*** Excerpted text

October 20th. That was the date of my last entry to this blog. Shockingly, this page has actually increased in foot traffic since then, I’m not sure how.
Why haven’t I posted? Well the answer is pretty simple:
- I haven’t been writing as much. Life with two kids and a busier work schedule has shrunken my time. Also a couple other things have taken up a good deal of my time I will talk about in a minute.
- The things I have written either were not any good, or things you guys don’t typically read much anyway (science and medicine heavy), or extremely dark and I didn’t really want to sparsely put out really dark things. It might give the wrong impression of how I have been feeling.
- I’ve been feeling really great! Even my sleep has been pretty normal for the last few weeks, even though sleep is a continual issue for me. I’ve had a handful of rotten stuff happen, hence the dark essays, but I felt great throughout the holidays despite those things.
- The election. I don’t really want to get into politics here. But somehow it became and unavoidable thing that all of my essays for the last several months devolved into. I hated it, so I chose not to publish it.
- The election. It has consumed most of my brain space. For the last few years, most of my brain space was devoted to mental health stuff. I spent all of my free time reading about mental health stuff and now that time is dedicated to politics. I’m sure there is a good essay in there about my obsessive nature when it comes to diving head long into a topic for months, or years, on end. Maybe I’ll get into that later.

******
*** Source data

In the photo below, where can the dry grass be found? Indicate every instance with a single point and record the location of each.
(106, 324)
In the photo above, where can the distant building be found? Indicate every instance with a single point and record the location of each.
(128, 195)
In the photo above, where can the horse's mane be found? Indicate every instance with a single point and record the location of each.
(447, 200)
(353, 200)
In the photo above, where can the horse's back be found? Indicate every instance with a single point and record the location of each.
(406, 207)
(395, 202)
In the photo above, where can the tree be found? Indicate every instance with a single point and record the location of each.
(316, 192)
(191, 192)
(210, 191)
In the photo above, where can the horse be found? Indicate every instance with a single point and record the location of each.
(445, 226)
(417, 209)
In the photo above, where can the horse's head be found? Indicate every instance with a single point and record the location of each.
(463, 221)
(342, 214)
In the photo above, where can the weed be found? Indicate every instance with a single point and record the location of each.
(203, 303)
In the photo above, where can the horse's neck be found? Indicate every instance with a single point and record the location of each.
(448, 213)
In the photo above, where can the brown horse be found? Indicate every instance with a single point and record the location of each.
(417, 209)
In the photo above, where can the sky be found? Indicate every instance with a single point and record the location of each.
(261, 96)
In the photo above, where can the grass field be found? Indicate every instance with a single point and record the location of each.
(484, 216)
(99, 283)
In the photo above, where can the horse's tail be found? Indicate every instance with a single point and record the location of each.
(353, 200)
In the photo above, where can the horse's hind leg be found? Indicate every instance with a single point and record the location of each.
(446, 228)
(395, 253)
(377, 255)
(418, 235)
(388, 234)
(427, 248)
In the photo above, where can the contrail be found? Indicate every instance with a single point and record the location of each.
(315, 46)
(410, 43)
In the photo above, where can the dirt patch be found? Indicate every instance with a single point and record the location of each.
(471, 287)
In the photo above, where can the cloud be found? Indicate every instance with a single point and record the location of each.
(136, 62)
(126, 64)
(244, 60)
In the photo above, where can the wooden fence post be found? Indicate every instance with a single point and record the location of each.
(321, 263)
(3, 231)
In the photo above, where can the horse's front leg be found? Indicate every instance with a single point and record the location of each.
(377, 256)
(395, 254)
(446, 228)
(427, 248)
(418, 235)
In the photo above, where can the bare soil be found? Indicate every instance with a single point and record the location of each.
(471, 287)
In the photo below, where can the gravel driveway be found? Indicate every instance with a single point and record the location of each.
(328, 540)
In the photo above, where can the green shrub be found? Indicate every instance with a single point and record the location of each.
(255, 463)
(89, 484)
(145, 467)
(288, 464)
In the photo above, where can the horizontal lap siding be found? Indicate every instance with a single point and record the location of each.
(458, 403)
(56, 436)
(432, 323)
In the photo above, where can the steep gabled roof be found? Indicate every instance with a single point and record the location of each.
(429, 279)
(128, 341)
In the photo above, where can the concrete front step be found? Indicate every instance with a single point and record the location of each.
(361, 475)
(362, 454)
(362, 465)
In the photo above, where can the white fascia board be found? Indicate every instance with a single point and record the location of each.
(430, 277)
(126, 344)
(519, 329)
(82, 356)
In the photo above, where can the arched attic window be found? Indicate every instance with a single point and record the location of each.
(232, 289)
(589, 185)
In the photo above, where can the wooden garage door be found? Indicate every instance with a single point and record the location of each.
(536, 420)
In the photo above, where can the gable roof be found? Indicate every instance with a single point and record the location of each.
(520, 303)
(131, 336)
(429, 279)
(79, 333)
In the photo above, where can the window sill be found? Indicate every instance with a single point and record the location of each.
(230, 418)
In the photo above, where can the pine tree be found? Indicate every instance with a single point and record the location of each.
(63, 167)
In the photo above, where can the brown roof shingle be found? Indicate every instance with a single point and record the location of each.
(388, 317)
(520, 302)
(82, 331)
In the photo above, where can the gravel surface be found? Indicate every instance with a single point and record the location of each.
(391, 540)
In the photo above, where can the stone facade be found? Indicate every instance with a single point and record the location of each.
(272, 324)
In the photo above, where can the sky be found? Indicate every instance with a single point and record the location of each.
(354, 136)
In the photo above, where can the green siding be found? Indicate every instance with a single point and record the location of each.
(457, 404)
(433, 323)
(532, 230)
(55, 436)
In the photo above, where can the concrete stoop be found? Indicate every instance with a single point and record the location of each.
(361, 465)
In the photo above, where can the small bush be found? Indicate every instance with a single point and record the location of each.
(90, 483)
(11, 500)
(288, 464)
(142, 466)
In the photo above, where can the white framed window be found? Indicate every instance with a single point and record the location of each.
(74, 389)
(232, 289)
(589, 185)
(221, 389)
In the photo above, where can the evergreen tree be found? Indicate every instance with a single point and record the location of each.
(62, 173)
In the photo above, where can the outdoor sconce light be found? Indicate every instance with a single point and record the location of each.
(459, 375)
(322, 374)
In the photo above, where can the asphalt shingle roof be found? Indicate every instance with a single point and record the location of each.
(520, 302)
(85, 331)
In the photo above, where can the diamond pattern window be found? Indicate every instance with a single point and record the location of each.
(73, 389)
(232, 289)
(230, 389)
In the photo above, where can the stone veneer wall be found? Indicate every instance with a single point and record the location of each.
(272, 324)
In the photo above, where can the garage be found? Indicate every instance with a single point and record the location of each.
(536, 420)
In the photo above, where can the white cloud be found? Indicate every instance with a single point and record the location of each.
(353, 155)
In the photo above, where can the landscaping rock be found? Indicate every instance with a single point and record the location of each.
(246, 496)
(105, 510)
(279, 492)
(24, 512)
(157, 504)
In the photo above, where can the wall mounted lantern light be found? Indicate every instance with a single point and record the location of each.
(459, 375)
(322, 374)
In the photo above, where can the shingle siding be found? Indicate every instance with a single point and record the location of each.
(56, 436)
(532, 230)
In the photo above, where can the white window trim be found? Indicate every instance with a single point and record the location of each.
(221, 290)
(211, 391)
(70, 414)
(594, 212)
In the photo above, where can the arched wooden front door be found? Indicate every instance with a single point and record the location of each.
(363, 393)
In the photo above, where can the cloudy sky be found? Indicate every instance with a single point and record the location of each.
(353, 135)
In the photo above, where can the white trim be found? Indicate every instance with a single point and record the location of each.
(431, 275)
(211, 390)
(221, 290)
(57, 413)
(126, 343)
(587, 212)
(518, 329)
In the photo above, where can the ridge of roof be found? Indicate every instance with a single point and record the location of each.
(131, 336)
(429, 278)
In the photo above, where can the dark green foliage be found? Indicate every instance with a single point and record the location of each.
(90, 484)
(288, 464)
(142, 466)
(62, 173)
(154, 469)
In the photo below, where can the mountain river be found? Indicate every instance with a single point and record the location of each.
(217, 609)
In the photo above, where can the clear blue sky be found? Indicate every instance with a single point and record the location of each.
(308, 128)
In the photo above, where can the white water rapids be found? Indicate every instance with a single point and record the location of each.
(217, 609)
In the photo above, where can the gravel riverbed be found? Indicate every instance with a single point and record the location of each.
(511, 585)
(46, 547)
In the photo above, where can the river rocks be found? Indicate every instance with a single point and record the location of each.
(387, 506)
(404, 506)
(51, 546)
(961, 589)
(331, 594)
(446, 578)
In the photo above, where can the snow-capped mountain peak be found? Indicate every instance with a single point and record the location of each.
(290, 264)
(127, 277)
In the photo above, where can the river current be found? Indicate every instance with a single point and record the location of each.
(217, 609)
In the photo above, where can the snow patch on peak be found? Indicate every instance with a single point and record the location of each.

******

### Problem A
Say whether each statement below agrees with the blog post. Answer yes or no for each, and quote the words of the blog post that decide it. (i) Traffic to the page has dropped since the last entry. (ii) The writer's sleep has been fairly normal in recent weeks. (iii) The writer published the essays that turned to politics.
### Problem B
Summarize the blog post in two sentences.

### Written answer A
(i) No: "this page has actually increased in foot traffic since then"
(ii) Yes: "Even my sleep has been pretty normal for the last few weeks"
(iii) No: "I hated it, so I chose not to publish it."

### Written answer B
The writer has not posted since October 20th because two kids and a busier work schedule leave less time, and what did get written was either weak, heavy on science and medicine, or very dark, though the writer has actually been feeling great. The election has also taken over the writer's attention: recent essays kept turning to politics and went unpublished, and the free time once spent reading about mental health now goes to politics.